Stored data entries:
════════
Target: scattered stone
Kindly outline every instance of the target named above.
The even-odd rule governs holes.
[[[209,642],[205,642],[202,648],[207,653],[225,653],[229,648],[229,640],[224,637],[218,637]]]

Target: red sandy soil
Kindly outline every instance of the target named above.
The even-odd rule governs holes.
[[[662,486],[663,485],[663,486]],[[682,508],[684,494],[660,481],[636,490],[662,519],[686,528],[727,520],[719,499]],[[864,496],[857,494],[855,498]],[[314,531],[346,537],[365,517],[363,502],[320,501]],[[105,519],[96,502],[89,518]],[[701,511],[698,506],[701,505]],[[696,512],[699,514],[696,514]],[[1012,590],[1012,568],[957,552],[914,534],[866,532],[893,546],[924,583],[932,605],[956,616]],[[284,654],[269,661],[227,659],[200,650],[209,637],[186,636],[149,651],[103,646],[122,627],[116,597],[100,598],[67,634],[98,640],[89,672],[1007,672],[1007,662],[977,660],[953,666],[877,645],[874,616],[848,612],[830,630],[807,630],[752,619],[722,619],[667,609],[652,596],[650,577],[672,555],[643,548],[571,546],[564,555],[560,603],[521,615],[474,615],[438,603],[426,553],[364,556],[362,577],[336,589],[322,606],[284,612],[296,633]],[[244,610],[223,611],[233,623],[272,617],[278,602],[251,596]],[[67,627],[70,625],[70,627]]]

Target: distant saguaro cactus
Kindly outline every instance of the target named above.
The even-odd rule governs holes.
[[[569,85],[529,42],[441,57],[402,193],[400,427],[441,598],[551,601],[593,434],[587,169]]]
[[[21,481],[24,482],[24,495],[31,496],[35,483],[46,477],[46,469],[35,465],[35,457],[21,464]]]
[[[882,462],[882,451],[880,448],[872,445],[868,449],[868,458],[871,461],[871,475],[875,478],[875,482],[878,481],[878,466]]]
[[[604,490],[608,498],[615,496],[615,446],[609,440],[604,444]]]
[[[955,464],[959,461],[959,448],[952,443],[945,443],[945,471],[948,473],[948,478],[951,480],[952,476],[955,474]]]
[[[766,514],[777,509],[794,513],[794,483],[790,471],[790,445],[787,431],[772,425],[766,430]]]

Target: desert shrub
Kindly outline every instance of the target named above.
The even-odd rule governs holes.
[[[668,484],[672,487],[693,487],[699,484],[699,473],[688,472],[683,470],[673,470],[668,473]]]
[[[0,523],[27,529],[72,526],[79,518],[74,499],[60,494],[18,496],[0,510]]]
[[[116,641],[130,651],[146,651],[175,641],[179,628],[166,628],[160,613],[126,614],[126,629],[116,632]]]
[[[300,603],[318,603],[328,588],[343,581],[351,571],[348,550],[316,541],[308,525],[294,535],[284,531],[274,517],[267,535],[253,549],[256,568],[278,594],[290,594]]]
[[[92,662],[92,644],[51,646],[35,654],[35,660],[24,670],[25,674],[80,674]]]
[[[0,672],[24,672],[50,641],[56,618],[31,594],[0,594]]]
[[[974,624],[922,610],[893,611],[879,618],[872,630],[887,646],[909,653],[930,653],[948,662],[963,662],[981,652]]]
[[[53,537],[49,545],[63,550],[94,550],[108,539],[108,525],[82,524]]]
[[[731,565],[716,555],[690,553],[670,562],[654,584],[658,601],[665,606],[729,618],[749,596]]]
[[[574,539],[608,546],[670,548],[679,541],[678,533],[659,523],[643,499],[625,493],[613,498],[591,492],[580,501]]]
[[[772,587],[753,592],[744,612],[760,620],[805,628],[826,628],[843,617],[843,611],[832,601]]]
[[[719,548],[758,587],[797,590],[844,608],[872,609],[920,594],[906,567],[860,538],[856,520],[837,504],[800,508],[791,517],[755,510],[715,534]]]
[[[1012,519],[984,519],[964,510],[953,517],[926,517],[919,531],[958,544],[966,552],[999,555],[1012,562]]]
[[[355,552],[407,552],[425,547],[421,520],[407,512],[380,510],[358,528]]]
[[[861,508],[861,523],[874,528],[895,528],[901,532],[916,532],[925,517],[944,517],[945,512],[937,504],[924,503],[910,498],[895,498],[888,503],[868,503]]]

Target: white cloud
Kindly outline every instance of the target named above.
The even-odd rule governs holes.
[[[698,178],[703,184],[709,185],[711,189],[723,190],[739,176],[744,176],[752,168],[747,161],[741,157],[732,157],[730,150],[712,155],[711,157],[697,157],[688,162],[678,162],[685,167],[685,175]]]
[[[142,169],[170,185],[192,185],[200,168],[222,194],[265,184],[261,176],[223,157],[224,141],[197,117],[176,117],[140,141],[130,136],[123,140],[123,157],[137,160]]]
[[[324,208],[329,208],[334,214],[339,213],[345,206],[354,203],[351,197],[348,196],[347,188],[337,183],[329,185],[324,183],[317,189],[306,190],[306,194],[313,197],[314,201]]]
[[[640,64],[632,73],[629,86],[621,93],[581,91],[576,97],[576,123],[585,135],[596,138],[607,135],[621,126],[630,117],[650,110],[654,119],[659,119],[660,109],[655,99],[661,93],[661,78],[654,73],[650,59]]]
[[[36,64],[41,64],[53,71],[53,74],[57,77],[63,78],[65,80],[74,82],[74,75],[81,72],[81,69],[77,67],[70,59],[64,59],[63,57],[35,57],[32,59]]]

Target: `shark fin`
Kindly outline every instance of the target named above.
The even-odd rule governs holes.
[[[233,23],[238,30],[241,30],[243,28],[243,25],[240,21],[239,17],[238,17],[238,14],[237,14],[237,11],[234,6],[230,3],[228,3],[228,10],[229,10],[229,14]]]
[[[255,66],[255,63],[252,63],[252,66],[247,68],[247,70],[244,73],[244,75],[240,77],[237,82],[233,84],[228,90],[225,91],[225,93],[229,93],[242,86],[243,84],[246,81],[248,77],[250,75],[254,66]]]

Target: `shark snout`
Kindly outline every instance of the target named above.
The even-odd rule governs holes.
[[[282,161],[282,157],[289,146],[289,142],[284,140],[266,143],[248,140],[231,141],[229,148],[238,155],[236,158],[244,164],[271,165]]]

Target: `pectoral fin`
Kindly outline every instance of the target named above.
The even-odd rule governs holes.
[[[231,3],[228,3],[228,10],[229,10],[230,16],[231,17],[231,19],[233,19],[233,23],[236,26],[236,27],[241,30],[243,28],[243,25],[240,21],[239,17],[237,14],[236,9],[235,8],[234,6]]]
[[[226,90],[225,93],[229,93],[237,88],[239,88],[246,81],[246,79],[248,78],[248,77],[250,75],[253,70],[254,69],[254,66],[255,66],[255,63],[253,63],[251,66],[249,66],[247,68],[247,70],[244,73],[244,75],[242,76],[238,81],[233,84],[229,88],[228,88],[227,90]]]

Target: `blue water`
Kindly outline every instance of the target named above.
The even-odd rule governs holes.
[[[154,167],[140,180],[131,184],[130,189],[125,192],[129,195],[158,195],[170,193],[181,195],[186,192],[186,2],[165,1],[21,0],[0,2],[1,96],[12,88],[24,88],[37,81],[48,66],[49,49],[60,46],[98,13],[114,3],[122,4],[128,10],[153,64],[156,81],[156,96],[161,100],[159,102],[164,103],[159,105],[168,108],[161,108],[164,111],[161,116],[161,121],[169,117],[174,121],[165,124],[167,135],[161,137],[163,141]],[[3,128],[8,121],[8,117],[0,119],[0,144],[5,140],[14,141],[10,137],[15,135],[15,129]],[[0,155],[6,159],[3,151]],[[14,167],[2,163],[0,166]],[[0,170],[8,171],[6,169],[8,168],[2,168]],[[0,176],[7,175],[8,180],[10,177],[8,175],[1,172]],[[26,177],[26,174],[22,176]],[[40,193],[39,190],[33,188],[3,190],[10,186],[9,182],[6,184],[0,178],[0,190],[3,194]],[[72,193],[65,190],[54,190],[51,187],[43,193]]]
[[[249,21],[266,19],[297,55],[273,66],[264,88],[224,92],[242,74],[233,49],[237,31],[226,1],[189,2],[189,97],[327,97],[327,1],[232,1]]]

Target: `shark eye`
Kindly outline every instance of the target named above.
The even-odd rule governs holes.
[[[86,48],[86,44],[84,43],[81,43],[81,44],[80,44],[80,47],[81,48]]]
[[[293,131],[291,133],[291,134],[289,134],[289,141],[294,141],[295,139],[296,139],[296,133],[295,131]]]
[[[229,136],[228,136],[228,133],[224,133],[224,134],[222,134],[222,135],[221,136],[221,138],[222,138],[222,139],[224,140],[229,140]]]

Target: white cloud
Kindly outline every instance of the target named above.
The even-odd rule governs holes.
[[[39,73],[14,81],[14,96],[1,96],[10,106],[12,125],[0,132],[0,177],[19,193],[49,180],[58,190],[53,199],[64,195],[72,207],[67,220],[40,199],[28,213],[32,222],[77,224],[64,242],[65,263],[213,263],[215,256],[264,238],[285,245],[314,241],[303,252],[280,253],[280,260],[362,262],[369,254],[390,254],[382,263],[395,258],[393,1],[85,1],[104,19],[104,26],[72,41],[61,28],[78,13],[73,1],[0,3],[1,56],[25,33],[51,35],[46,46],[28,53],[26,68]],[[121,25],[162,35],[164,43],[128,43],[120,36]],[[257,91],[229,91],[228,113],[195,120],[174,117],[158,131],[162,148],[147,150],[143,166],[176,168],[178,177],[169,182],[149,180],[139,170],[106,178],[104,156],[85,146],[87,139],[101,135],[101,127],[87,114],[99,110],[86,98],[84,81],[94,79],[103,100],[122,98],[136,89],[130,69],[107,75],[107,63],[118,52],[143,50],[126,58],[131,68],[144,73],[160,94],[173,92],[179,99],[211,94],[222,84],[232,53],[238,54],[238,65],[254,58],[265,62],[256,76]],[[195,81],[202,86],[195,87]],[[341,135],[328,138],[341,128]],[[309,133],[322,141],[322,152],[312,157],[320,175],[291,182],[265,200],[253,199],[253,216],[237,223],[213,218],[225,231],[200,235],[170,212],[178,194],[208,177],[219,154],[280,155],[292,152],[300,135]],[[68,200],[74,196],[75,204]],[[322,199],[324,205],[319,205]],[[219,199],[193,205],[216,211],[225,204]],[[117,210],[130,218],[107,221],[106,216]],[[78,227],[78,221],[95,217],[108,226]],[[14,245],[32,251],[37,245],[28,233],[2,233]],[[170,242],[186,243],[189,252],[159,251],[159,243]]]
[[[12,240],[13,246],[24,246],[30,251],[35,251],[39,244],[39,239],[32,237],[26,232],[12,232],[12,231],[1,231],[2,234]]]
════════
Report each line in the stored data entries above that contains the string "shark".

Target: `shark fin`
Target: `shark snout`
Target: `shark eye`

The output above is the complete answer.